Recorrente:C..., Lda.
Recorrido 1:Instituto de Gestão Financeira da Segurança Social, I.P.
Decisão:Concedido provimento ao recurso
Aditamento:
Parecer Ministério Publico:
1
Decisão Texto Integral:Acordam, em conferência, os Juízes da Secção de Contencioso Tributário do Tribunal Central Administrativo Norte:

I. Relatório

C…, Lda., não se conformando com o despacho proferido pelo Tribunal Administrativo e Fiscal de Viseu que, ao abrigo do disposto no artigo 209.º, alíneas b) e c) do CPPT, rejeitou liminarmente a p.i de oposição judicial deduzida contra a execução fiscal nº 18101201000243299 e apensos, instaurada pelo Instituto de Gestão Financeira da Segurança Social, IP – Secção de Processo de Viseu, para cobrança coerciva de dívidas provenientes de cotazições, contribuições e juros de mora, dos anos de 2009 e 2010, no montante total de EUR 9.382,91, dela veio interpor o presente recurso.

A Recorrente terminou as suas alegações de recurso, dirigidas a este Tribunal Central Administrativo, formulando as seguintes conclusões:

1. A ora recorrente foi citada que contra si tinha sido instaurada o processo de execução fiscal n.° 1801201000243299 e apensos.

2. A recorrente inconformada apresentou oposição à execução fiscal.

3. Para tanto, alegou a nulidade da citação por não ter sido devidamente acompanhada das certidões de dívida, a falta de conhecimento do método de cálculo dos juros.

4. Em douta sentença proferida pelo Tribunal a quo decidiu-se pela rejeição liminar da presente oposição.

5. Todavia, não pode a recorrente conformar-se com tal indeferimento.

6. Porquanto, e em primeiro lugar, as referidas nulidades são passíveis de prova através de documento.

7. Pelo que, a recorrente juntou cópia da citação efectuada.

8. E, assim, consubstanciando o fundamento de oposição à execução previsto na al. i) do n.° 1 do artigo 204.° do CPPT.

9. Sucede que, vem a recorrida posteriormente pretender fundamentar a citação.

10. O que, não é legalmente admissível.

11. Pois, nó processo tributário não é legalmente admissível a fundamentação a posteriori.

12. Pelo que, permanecem intactas todas as nulidades invocadas e que se prendem com a citação efectuada pela recorrida, nomeadamente a falta de fundamentação da dívida, o cálculo do acrescidos e a origem da quantia exequenda.

13. Pelo que, o I. Tribunal a quo tinha de se pronunciar acerca das invocadas nulidades.

14. Para além disso, a recorrente na sua petição inicial requereu a inquirição de duas testemunhas.

15. Contudo, o Tribunal a quo não se pronunciou sequer quanto à diligência de prova requerida pela oponente.

[Entradas de marcação da posição de objetos]

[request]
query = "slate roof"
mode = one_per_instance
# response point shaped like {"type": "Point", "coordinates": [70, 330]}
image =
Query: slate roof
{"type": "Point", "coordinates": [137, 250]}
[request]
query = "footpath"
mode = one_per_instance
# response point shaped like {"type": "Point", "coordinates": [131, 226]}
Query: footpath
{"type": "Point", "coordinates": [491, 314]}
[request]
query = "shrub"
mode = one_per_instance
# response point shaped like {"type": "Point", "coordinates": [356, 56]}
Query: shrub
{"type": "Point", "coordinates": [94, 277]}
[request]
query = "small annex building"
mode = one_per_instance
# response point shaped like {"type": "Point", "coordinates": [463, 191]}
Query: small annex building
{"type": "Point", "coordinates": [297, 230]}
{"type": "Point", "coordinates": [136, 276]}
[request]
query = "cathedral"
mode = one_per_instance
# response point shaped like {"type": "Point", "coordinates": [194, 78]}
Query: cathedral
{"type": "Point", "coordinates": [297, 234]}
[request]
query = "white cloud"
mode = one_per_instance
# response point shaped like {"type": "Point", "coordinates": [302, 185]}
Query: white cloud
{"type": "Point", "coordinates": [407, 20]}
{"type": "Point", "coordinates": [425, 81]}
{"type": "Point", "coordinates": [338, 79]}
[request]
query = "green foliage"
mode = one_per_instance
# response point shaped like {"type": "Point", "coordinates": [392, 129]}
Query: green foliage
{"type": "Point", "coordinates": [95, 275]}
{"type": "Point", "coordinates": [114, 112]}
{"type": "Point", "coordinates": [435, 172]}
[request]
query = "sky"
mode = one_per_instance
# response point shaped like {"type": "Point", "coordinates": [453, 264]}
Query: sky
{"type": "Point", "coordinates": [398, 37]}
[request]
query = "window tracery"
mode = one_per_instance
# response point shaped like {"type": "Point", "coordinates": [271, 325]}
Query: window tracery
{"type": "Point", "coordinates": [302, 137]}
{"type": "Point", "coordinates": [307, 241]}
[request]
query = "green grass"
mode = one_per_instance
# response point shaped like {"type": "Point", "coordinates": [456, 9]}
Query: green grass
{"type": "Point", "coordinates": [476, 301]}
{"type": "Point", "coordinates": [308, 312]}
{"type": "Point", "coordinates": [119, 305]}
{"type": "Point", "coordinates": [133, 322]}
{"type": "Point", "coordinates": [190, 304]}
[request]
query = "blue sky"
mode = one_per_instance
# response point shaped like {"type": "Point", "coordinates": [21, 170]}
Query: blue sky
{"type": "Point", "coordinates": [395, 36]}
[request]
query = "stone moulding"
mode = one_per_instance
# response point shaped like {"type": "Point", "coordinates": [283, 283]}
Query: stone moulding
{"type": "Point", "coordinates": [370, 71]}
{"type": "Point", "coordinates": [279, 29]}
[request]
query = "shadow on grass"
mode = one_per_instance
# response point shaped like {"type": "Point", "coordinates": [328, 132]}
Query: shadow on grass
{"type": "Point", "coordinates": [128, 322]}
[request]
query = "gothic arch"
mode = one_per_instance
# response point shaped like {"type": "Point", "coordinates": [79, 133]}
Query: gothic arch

→ **Objetivos**
(1) Reproduza o trecho do acórdão desde "1. A ora recorrente" até "com tal indeferimento.".
(2) No acórdão, reescreva em forma de lista mais breve o parágrafo que começa por "C…, Lda., não se conformando", mantendo os seus factos principais.
(3) Retome o acórdão do Tribunal Central Administrativo Norte a partir do ponto em que o texto termina.

→ **As respostas**
(1)
1. A ora recorrente foi citada que contra si tinha sido instaurada o processo de execução fiscal n.° 1801201000243299 e apensos.

2. A recorrente inconformada apresentou oposição à execução fiscal.

3. Para tanto, alegou a nulidade da citação por não ter sido devidamente acompanhada das certidões de dívida, a falta de conhecimento do método de cálculo dos juros.

4. Em douta sentença proferida pelo Tribunal a quo decidiu-se pela rejeição liminar da presente oposição.

5. Todavia, não pode a recorrente conformar-se com tal indeferimento.

(2)
- A recorrente é C…, Lda.
- Recorre do despacho do Tribunal Administrativo e Fiscal de Viseu que rejeitou liminarmente a sua petição inicial de oposição judicial, ao abrigo do artigo 209.º, alíneas b) e c) do CPPT.
- A oposição foi deduzida contra uma execução fiscal e apensos, instaurada pelo Instituto de Gestão Financeira da Segurança Social, IP – Secção de Processo de Viseu.
- A execução destinava-se à cobrança coerciva de dívidas dos anos de 2009 e 2010, incluindo contribuições e juros de mora, no montante total de EUR 9.382,91.

(3)
16. Pelo que, houve claramente omissão de pronúncia por parte do Tribunal a quo.

17. O que, conduz à nulidade da sentença, nos termos do disposto no artigo 125.º, n.º 1 do CPPT.

18. E, mesmo que se considere que os fundamentos aduzidos pela oponente não se integram nos admitidos pelo n.º 1 do artigo 204.º do CPPT, o Meritíssimo Juiz do Tribunal a quo continua adstrito à descoberta da verdade material, de acordo com o disposto no artigo 265.º do CPC, aplicável ex vi do artigo 2.º do CPPT.

19. Igualmente, se consideram violados os artigos 58.º e 99.º da LGT, o art. 13.º do CPPT e o art. 625.º do CPC, aplicável ex vi do artigo 2.º do CPPT.

20. Por outro lado, considera-se na douta sentença, ora em crise, que os fundamentos aduzidos pela oponente não integram os admitidos pelo n.º 1 do artigo 204.º do CPPT.

21. Todavia, havendo erro na forma do procedimento, o artigo 52.º e 98.º, n.º 4 do CPPT determinam que devem ser aproveitadas as peças úteis e ser oficiosamente convolado para a forma adequada.

22. Muito se realce que não se considere que tenha havido erro na forma do processo.

23. Tampouco se considera que se pudesse reagir perante a citação em causa de outra forma que não a oposição à execução.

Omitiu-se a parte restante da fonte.